◆ Required work
Transcribe all of the data verbatim, please, and leave out its pictures.
===============
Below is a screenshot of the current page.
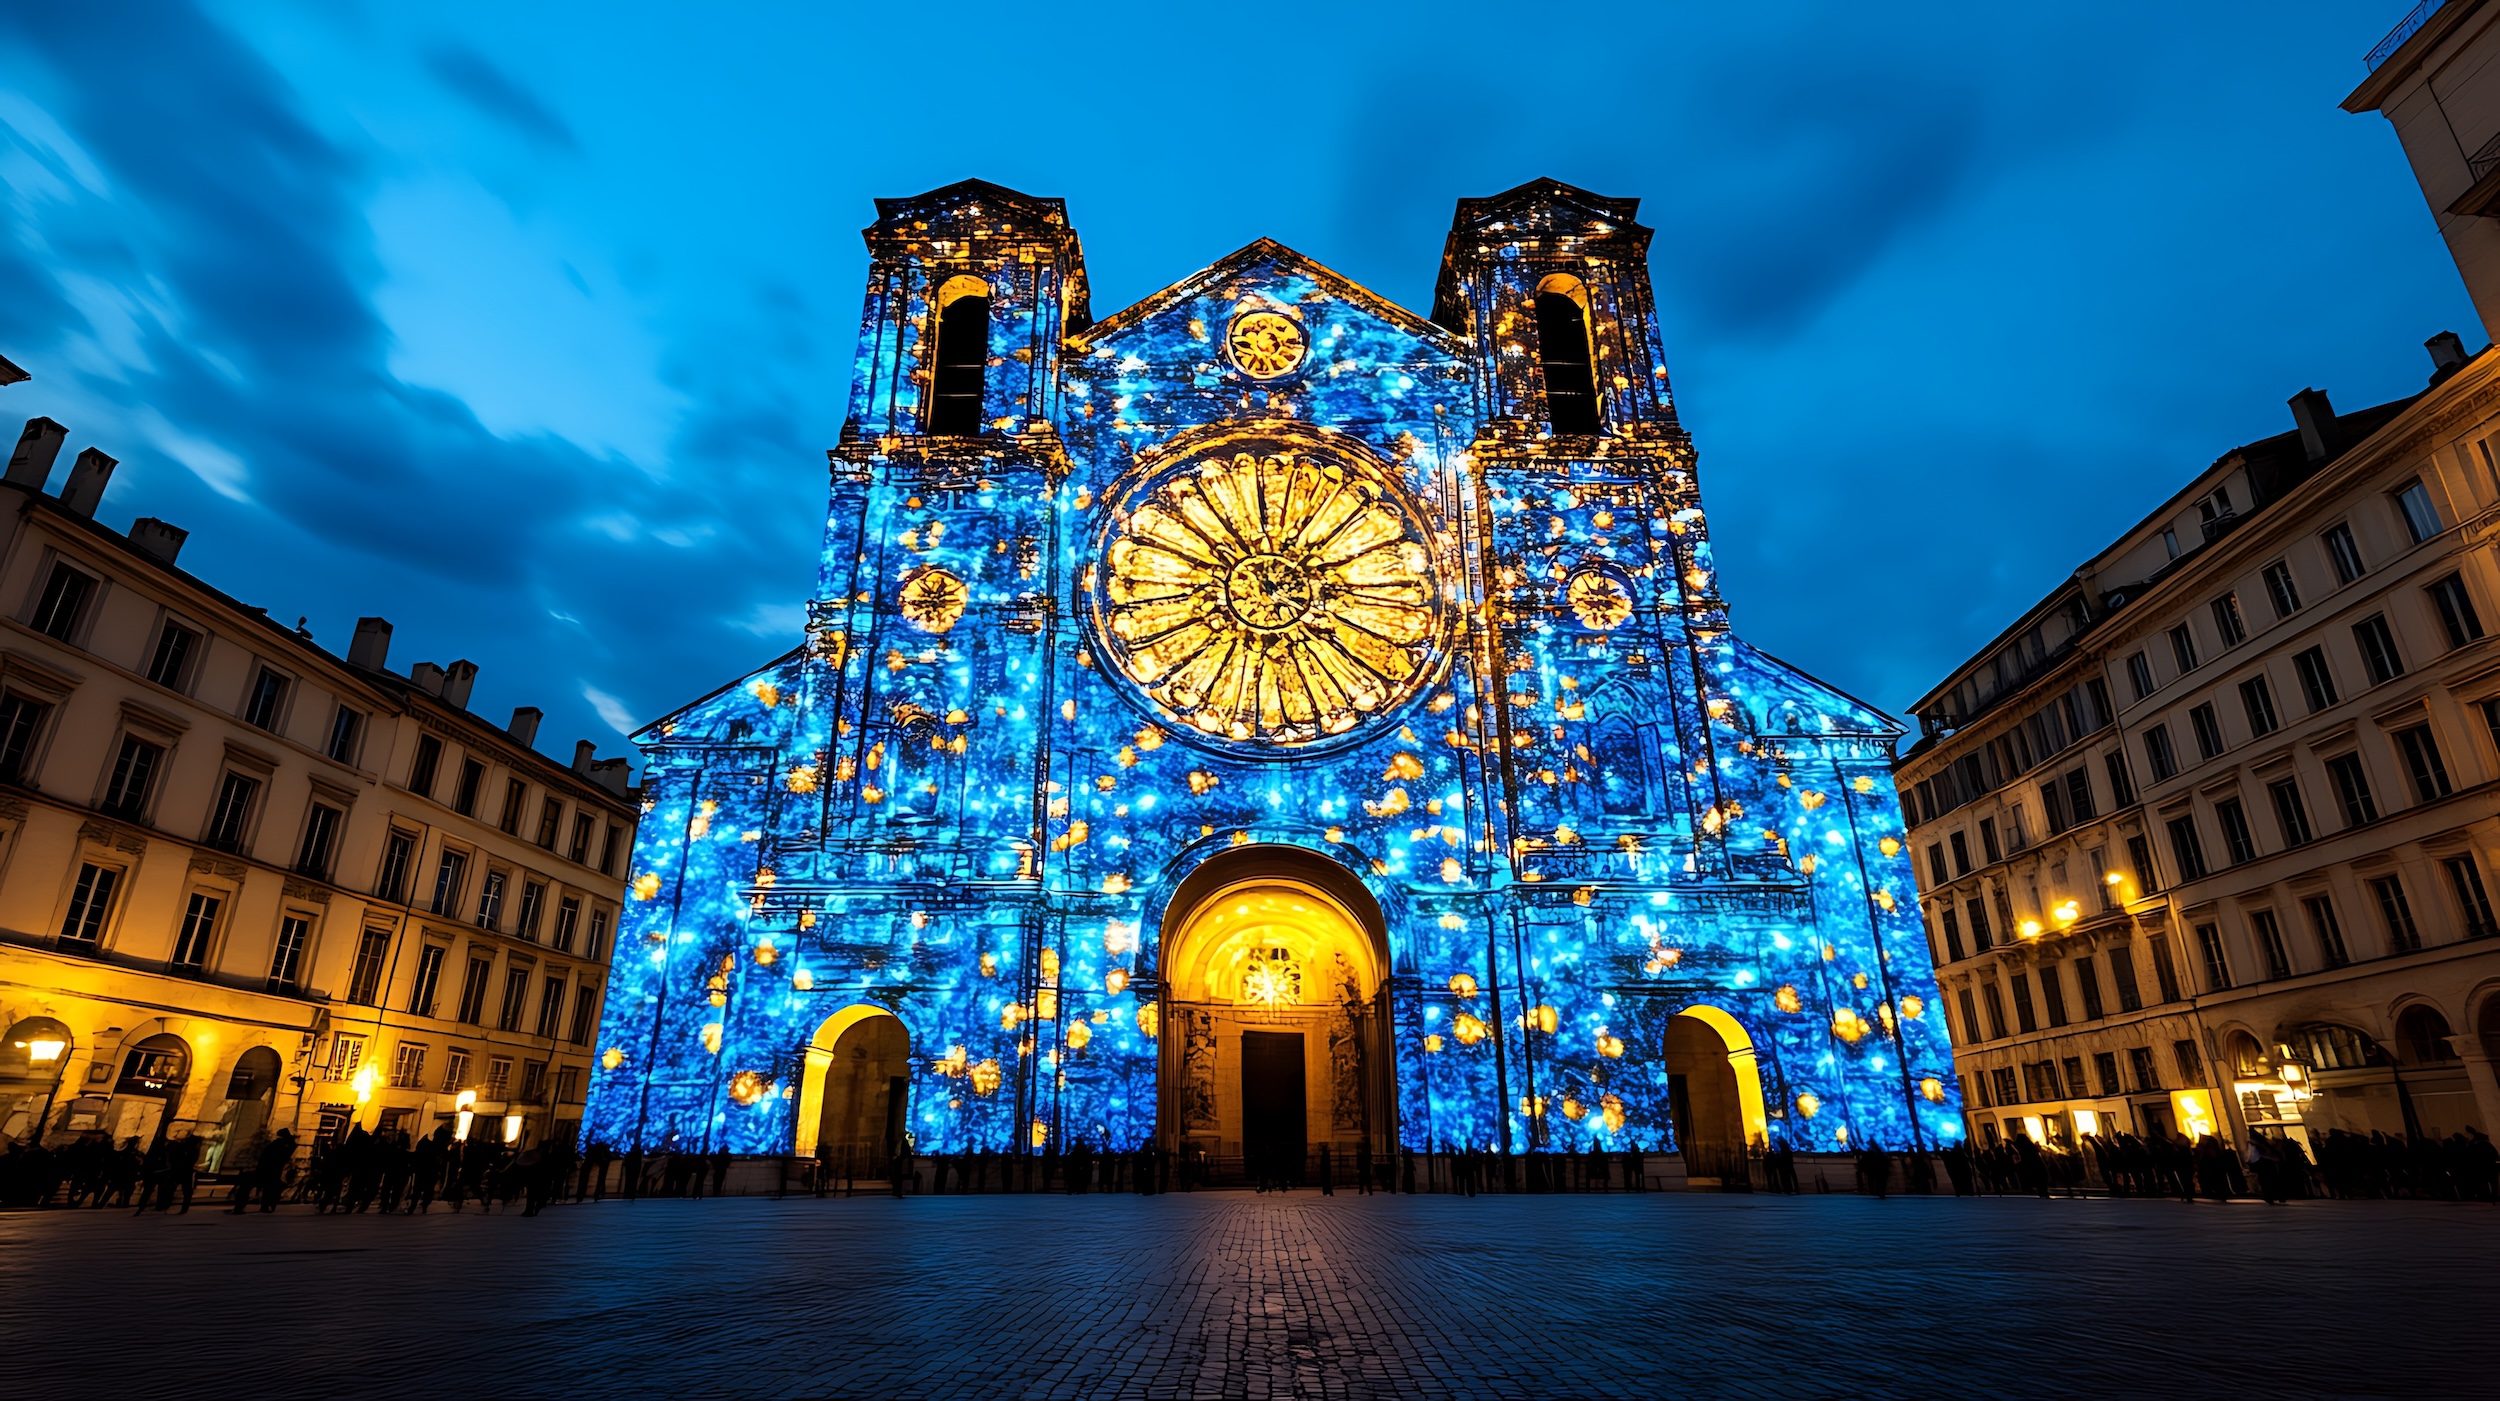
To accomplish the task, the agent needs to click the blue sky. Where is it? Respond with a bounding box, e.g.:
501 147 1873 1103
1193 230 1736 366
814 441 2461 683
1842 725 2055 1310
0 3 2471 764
===============
◆ Answer section
Below is a screenshot of the current page.
To accomplish the task, the agent needs to click the blue sky. Where is it? Respond with a bounding box, e.g.:
501 147 1873 1103
1193 230 1736 366
814 441 2461 683
1842 725 2055 1310
0 3 2471 764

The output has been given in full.